◆ Image point grounding data:
++++++++++++++++++++
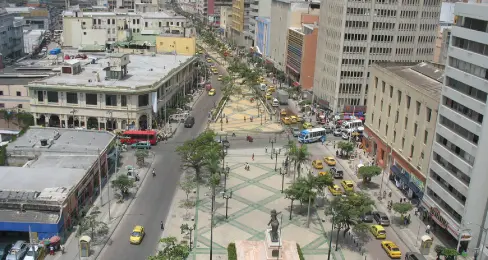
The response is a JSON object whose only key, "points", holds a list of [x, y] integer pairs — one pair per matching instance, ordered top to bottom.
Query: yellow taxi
{"points": [[283, 112], [294, 119], [286, 120], [307, 125], [329, 160], [317, 164], [347, 185], [335, 190], [378, 231], [137, 235], [391, 249]]}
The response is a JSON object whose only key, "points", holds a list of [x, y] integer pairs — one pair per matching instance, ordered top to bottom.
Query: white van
{"points": [[276, 103]]}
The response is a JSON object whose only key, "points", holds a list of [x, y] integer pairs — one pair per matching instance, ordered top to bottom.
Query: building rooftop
{"points": [[142, 71], [424, 76]]}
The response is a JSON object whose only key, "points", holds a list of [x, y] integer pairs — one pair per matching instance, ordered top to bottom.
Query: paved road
{"points": [[153, 201], [373, 246]]}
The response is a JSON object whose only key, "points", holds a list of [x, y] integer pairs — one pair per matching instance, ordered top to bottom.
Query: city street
{"points": [[152, 203]]}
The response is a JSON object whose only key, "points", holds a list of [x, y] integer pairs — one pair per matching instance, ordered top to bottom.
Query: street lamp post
{"points": [[282, 173], [227, 196]]}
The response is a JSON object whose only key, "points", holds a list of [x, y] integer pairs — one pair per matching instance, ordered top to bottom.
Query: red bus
{"points": [[134, 136]]}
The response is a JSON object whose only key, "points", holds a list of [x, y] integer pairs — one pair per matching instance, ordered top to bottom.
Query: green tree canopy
{"points": [[194, 152], [368, 172], [172, 250]]}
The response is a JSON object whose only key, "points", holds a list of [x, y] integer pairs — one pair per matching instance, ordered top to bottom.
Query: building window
{"points": [[52, 97], [72, 98], [92, 99], [111, 100], [123, 100], [143, 100], [429, 114]]}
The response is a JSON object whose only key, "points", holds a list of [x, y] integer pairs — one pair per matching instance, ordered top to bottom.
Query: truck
++++++++++++++++++++
◆ EXERCISE: Print each entry precisely as written; the pictures stay out.

◆ TASK SOLUTION:
The response is a JSON object whose only key, "points", holds a list of [x, y] integer pairs — one pair per matching instance, ordered top to bottom.
Query: yellow taxi
{"points": [[283, 112], [294, 119], [286, 120], [307, 125], [329, 160], [317, 164], [347, 185], [335, 190], [378, 231], [137, 235], [391, 249]]}
The response is a JSON object whose only key, "points", holds a list of [x, y] integer pairs — one pair per matching instance, ordered top to bottom.
Query: white van
{"points": [[276, 103]]}
The response is a JSON object whose only key, "points", holds a list of [x, y] integer pairs — one pair per matching instance, ordered top to bottom.
Query: building rooftop
{"points": [[142, 71], [424, 76]]}
The response is a JSON object whose only key, "points", holds a list of [x, y] integer pairs — one pair per matching instance, ordered top to bottom.
Query: paved road
{"points": [[153, 201], [373, 246]]}
The response is a JSON object whose only key, "points", holds a list of [x, y] integer pairs — one pair per matching instance, ordered top to bottom.
Query: city street
{"points": [[152, 203]]}
The response is a JSON object whose only key, "points", holds a list of [x, y] integer pairs — one pair per matching instance, ordered top to bottom.
Query: street lamp post
{"points": [[282, 173], [227, 196]]}
The response is a JSON object whose only key, "points", holds a list of [x, y] integer pairs — one pair per matching instance, ordered top to bottom.
Query: red bus
{"points": [[134, 136]]}
The response is a JSON object whose only key, "points", holds a list of [x, y] integer pairs — one pair per matching instance, ordered top to bottom.
Query: green tree canopy
{"points": [[194, 152], [368, 172], [172, 250]]}
The response is a JSON object whose only key, "points", holds a list of [x, y] integer pairs — one pair per matching instance, ordered top to bottom.
Query: building window
{"points": [[52, 97], [72, 98], [92, 99], [111, 100], [123, 100], [143, 100], [429, 114]]}
The response is a JSON object whose only key, "points", holds a list of [x, y] integer pairs — one pair per matching instance, ordered top to bottom.
Query: truck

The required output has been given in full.